§ **Do this**
Rewrite the items starting at the line containing "Locate the navy" and ending after the line containing "left=609, top=335, right=960, bottom=640", keeping the request wording intact. Raise every coordinate value in the answers by 24.

______

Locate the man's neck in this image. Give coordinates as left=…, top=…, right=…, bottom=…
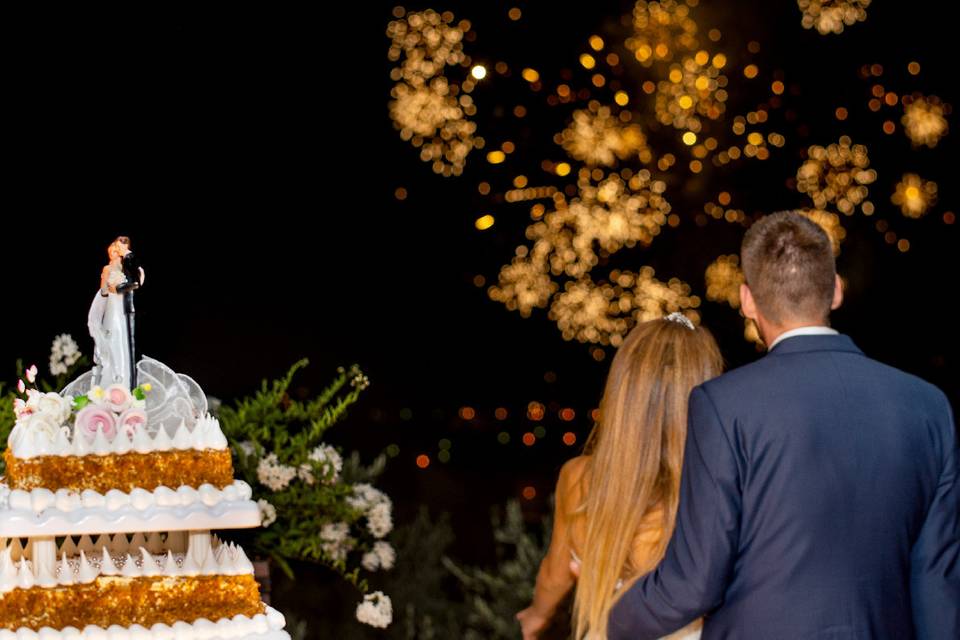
left=762, top=320, right=835, bottom=350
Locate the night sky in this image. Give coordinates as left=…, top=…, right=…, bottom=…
left=0, top=1, right=960, bottom=584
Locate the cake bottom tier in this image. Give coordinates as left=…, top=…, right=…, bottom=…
left=0, top=607, right=290, bottom=640
left=0, top=575, right=264, bottom=637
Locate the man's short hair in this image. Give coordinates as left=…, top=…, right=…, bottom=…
left=740, top=211, right=837, bottom=325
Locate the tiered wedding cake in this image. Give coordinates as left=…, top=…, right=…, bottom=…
left=0, top=358, right=289, bottom=640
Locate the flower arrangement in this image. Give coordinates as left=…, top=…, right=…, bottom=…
left=0, top=333, right=88, bottom=475
left=217, top=360, right=396, bottom=628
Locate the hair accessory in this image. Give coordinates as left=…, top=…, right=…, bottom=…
left=663, top=311, right=694, bottom=331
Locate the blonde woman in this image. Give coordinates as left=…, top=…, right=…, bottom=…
left=517, top=313, right=723, bottom=640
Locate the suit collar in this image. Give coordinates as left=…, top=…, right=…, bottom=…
left=768, top=334, right=863, bottom=356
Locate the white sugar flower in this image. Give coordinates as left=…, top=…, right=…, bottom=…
left=257, top=498, right=277, bottom=527
left=307, top=444, right=343, bottom=484
left=357, top=591, right=393, bottom=629
left=297, top=462, right=316, bottom=485
left=50, top=333, right=82, bottom=376
left=33, top=391, right=73, bottom=426
left=367, top=502, right=393, bottom=538
left=320, top=522, right=356, bottom=561
left=347, top=482, right=390, bottom=511
left=373, top=541, right=397, bottom=571
left=257, top=453, right=297, bottom=491
left=360, top=542, right=397, bottom=571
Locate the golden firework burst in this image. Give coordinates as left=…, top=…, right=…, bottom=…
left=801, top=209, right=847, bottom=255
left=387, top=8, right=483, bottom=176
left=890, top=173, right=937, bottom=218
left=559, top=104, right=653, bottom=167
left=706, top=255, right=745, bottom=309
left=797, top=0, right=870, bottom=35
left=797, top=136, right=877, bottom=215
left=656, top=51, right=728, bottom=133
left=550, top=267, right=700, bottom=346
left=626, top=0, right=699, bottom=67
left=900, top=96, right=948, bottom=148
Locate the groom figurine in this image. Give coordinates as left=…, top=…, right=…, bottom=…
left=117, top=236, right=143, bottom=389
left=609, top=212, right=960, bottom=640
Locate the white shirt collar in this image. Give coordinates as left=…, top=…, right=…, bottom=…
left=767, top=326, right=840, bottom=351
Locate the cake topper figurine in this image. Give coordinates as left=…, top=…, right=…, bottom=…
left=87, top=236, right=144, bottom=389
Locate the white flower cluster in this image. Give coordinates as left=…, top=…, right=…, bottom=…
left=308, top=444, right=343, bottom=484
left=350, top=373, right=370, bottom=390
left=257, top=498, right=277, bottom=527
left=357, top=591, right=393, bottom=629
left=257, top=453, right=297, bottom=491
left=320, top=522, right=356, bottom=561
left=50, top=333, right=81, bottom=376
left=360, top=540, right=397, bottom=571
left=347, top=483, right=393, bottom=538
left=297, top=462, right=316, bottom=486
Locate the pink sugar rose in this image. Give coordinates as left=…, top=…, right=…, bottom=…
left=117, top=409, right=147, bottom=440
left=103, top=384, right=133, bottom=413
left=74, top=405, right=117, bottom=442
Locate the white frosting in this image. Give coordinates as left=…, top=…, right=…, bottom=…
left=7, top=414, right=227, bottom=459
left=0, top=534, right=253, bottom=592
left=0, top=480, right=251, bottom=516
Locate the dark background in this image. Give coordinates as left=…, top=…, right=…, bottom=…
left=0, top=1, right=960, bottom=632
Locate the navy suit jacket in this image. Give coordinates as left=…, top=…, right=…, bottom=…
left=609, top=335, right=960, bottom=640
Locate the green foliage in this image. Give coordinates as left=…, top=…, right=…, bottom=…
left=443, top=500, right=552, bottom=640
left=218, top=360, right=385, bottom=592
left=383, top=506, right=465, bottom=640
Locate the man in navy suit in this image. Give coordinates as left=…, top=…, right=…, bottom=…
left=609, top=212, right=960, bottom=640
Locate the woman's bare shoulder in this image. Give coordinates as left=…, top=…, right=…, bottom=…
left=557, top=455, right=590, bottom=499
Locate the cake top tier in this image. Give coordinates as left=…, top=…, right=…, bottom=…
left=8, top=358, right=227, bottom=459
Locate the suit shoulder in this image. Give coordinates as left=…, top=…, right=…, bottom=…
left=697, top=358, right=776, bottom=398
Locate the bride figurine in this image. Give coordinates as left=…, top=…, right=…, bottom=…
left=87, top=236, right=144, bottom=389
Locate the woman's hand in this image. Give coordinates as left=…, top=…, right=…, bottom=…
left=517, top=606, right=550, bottom=640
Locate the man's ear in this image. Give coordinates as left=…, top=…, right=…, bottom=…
left=830, top=274, right=843, bottom=311
left=740, top=284, right=757, bottom=322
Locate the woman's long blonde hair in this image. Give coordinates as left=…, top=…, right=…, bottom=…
left=573, top=319, right=723, bottom=640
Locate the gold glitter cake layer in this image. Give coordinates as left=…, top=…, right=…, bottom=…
left=3, top=448, right=233, bottom=493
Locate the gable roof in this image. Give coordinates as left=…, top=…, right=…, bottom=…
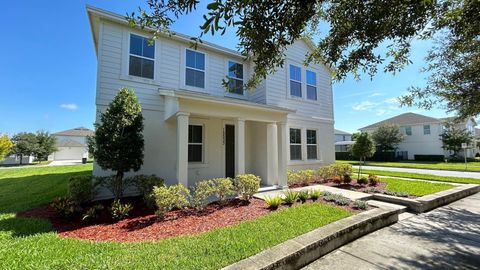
left=360, top=112, right=444, bottom=130
left=55, top=140, right=86, bottom=147
left=335, top=129, right=352, bottom=135
left=53, top=127, right=95, bottom=137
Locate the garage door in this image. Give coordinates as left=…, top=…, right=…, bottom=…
left=54, top=147, right=87, bottom=160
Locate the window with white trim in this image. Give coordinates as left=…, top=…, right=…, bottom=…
left=185, top=49, right=205, bottom=88
left=423, top=125, right=430, bottom=135
left=306, top=70, right=317, bottom=100
left=307, top=129, right=317, bottom=159
left=227, top=61, right=243, bottom=95
left=128, top=34, right=155, bottom=79
left=290, top=128, right=302, bottom=160
left=188, top=125, right=203, bottom=162
left=290, top=65, right=302, bottom=97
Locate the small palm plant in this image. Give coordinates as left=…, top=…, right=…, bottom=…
left=283, top=189, right=298, bottom=205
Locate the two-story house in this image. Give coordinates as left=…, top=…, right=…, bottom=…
left=87, top=7, right=334, bottom=193
left=360, top=113, right=476, bottom=160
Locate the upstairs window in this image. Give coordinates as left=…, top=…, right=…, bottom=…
left=128, top=34, right=155, bottom=79
left=423, top=125, right=430, bottom=135
left=185, top=49, right=205, bottom=88
left=307, top=70, right=317, bottom=100
left=307, top=129, right=317, bottom=159
left=188, top=125, right=203, bottom=162
left=290, top=65, right=302, bottom=97
left=290, top=128, right=302, bottom=160
left=228, top=61, right=243, bottom=95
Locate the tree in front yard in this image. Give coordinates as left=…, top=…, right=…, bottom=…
left=372, top=124, right=405, bottom=158
left=350, top=132, right=375, bottom=179
left=11, top=132, right=37, bottom=164
left=89, top=88, right=144, bottom=199
left=440, top=124, right=473, bottom=157
left=33, top=130, right=57, bottom=160
left=0, top=134, right=13, bottom=160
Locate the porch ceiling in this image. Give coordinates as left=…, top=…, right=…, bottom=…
left=159, top=89, right=295, bottom=122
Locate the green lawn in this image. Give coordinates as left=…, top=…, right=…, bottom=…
left=336, top=160, right=480, bottom=171
left=380, top=177, right=455, bottom=197
left=0, top=164, right=351, bottom=269
left=353, top=170, right=480, bottom=184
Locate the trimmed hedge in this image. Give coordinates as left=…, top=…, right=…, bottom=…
left=414, top=155, right=445, bottom=161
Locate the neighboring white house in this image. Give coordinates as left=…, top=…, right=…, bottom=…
left=335, top=129, right=355, bottom=152
left=48, top=127, right=94, bottom=160
left=360, top=113, right=477, bottom=159
left=87, top=7, right=335, bottom=192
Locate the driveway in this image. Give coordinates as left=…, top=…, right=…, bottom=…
left=353, top=166, right=480, bottom=179
left=304, top=193, right=480, bottom=270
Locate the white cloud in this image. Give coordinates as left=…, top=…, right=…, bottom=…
left=352, top=100, right=375, bottom=111
left=60, top=103, right=78, bottom=111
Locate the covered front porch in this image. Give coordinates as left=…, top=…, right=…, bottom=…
left=160, top=90, right=292, bottom=187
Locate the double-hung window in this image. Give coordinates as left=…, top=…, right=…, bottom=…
left=228, top=61, right=243, bottom=95
left=185, top=49, right=205, bottom=88
left=307, top=129, right=317, bottom=159
left=290, top=128, right=302, bottom=160
left=188, top=125, right=203, bottom=162
left=128, top=34, right=155, bottom=79
left=307, top=70, right=317, bottom=100
left=290, top=65, right=302, bottom=97
left=423, top=125, right=430, bottom=135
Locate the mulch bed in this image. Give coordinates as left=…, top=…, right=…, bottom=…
left=18, top=198, right=361, bottom=242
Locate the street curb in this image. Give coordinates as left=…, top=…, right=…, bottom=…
left=373, top=184, right=480, bottom=213
left=223, top=207, right=401, bottom=270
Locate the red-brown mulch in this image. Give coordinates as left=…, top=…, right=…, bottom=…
left=18, top=195, right=361, bottom=242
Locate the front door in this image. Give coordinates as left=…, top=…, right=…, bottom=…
left=225, top=125, right=235, bottom=178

______

§ **Result for this exercise**
Locate the navy suit jacket in this image. Give coordinates as left=…, top=…, right=…, bottom=…
left=633, top=359, right=984, bottom=664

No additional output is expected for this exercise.